##### Records for the task

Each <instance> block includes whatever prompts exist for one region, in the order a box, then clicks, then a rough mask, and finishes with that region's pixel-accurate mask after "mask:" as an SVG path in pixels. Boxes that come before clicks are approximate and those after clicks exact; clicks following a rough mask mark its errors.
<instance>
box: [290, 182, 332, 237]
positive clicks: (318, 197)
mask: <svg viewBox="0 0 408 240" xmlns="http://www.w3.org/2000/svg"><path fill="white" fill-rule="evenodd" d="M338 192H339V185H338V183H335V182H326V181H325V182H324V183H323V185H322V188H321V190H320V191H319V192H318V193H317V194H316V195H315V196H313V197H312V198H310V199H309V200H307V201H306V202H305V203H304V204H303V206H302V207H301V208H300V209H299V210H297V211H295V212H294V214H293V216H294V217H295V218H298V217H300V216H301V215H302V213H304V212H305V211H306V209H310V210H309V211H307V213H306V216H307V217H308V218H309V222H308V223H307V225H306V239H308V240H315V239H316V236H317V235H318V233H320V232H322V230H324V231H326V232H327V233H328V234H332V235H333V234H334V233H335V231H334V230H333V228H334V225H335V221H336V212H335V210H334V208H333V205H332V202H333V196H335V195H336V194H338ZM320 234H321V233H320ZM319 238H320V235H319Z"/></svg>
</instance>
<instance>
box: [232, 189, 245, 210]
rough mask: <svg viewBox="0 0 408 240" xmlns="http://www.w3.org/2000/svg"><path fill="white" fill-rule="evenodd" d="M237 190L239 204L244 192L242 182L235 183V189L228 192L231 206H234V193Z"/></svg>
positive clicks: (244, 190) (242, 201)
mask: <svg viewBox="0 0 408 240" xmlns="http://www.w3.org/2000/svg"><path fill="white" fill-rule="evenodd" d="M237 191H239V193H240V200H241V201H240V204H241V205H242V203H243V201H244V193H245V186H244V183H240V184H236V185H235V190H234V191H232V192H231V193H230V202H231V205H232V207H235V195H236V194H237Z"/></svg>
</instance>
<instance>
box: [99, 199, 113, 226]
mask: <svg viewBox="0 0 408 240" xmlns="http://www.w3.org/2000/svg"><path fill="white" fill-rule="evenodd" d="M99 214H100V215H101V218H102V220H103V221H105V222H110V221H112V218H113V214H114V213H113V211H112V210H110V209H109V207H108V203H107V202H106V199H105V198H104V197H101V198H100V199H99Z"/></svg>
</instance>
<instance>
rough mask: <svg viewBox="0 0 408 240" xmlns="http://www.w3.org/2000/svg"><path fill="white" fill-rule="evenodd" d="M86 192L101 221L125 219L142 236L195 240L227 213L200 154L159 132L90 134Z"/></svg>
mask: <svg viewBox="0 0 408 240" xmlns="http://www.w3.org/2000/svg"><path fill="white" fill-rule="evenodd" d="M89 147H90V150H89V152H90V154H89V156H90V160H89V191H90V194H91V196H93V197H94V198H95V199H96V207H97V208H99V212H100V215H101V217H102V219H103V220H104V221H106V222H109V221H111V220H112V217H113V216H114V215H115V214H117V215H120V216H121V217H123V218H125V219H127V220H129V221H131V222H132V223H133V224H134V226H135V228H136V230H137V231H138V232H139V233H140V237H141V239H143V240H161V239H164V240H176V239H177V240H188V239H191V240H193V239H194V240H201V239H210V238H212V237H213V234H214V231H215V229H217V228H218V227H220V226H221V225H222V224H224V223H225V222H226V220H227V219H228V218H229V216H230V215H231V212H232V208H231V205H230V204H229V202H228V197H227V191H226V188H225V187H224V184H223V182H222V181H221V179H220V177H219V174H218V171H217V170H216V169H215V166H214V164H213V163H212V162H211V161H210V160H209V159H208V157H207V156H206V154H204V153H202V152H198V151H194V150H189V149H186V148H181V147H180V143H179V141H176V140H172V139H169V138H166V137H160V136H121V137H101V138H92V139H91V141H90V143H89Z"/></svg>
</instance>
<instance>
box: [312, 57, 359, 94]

##########

What is being asked: The records above should be returned exactly.

Solution below:
Each <instance> block includes whatever prompts exist for one region, in the order a box, then clicks, then a rough mask, and finishes with that region's pixel-accurate mask after "mask:" as an SVG path in pixels. Boxes that come before clicks are approximate and those after clicks exact; clicks following a rough mask mark its errors.
<instance>
box: [290, 182, 332, 237]
positive clicks: (318, 197)
mask: <svg viewBox="0 0 408 240" xmlns="http://www.w3.org/2000/svg"><path fill="white" fill-rule="evenodd" d="M338 192H339V185H338V183H335V182H326V181H325V182H324V183H323V185H322V188H321V190H320V191H319V192H318V193H317V194H316V195H315V196H313V197H312V198H310V199H309V200H307V201H306V202H305V203H304V204H303V206H302V207H301V208H300V209H299V210H297V211H295V212H294V214H293V216H294V217H295V218H298V217H300V216H301V215H302V213H304V212H305V211H306V209H310V210H309V211H307V213H306V216H307V217H308V218H309V222H308V223H307V225H306V239H308V240H315V239H316V236H317V235H318V233H320V232H322V230H324V231H326V232H327V233H328V234H332V235H333V234H334V233H335V231H334V230H333V228H334V225H335V221H336V212H335V210H334V208H333V205H332V202H333V196H335V195H336V194H338ZM320 234H321V233H320ZM319 238H320V235H319Z"/></svg>
</instance>
<instance>
box: [232, 189, 245, 210]
rough mask: <svg viewBox="0 0 408 240" xmlns="http://www.w3.org/2000/svg"><path fill="white" fill-rule="evenodd" d="M237 190L239 204L244 192L242 182L235 183V189L228 192L231 206H234V193Z"/></svg>
positive clicks: (244, 190) (242, 201)
mask: <svg viewBox="0 0 408 240" xmlns="http://www.w3.org/2000/svg"><path fill="white" fill-rule="evenodd" d="M237 191H239V193H240V200H241V201H240V204H241V205H242V203H243V201H244V193H245V186H244V183H240V184H236V185H235V190H234V191H232V192H231V193H230V202H231V205H232V207H235V195H236V194H237Z"/></svg>
</instance>
<instance>
box: [99, 199, 113, 226]
mask: <svg viewBox="0 0 408 240" xmlns="http://www.w3.org/2000/svg"><path fill="white" fill-rule="evenodd" d="M99 214H100V215H101V218H102V220H103V221H105V222H110V221H112V218H113V214H114V213H113V211H112V210H110V209H109V207H108V203H107V202H106V199H105V198H104V197H101V198H100V199H99Z"/></svg>
</instance>
<instance>
rough mask: <svg viewBox="0 0 408 240" xmlns="http://www.w3.org/2000/svg"><path fill="white" fill-rule="evenodd" d="M86 192L101 221L125 219L142 236L195 240L227 213L200 154L159 132L90 134Z"/></svg>
mask: <svg viewBox="0 0 408 240" xmlns="http://www.w3.org/2000/svg"><path fill="white" fill-rule="evenodd" d="M89 147H90V150H89V152H90V154H89V156H90V160H89V191H90V194H91V196H93V197H94V198H95V199H96V207H97V208H99V212H100V215H101V217H102V219H103V220H104V221H106V222H109V221H111V220H112V217H113V216H114V215H115V214H117V215H120V216H121V217H123V218H125V219H127V220H129V221H131V222H132V223H133V224H134V226H135V228H136V230H137V231H138V232H139V233H140V237H141V239H143V240H161V239H164V240H176V239H177V240H188V239H191V240H193V239H194V240H201V239H210V238H212V237H213V234H214V231H215V229H217V228H218V227H220V226H221V225H222V224H224V223H225V222H226V220H227V219H228V218H229V216H230V215H231V212H232V208H231V205H230V204H229V202H228V197H227V191H226V188H225V187H224V184H223V182H222V181H221V179H220V177H219V174H218V171H217V170H216V169H215V166H214V164H213V163H212V162H211V161H210V160H209V159H208V157H207V156H206V154H204V153H202V152H198V151H194V150H189V149H186V148H181V147H180V143H179V141H176V140H172V139H169V138H166V137H160V136H121V137H101V138H92V139H91V141H90V143H89Z"/></svg>
</instance>
<instance>
box: [312, 57, 359, 94]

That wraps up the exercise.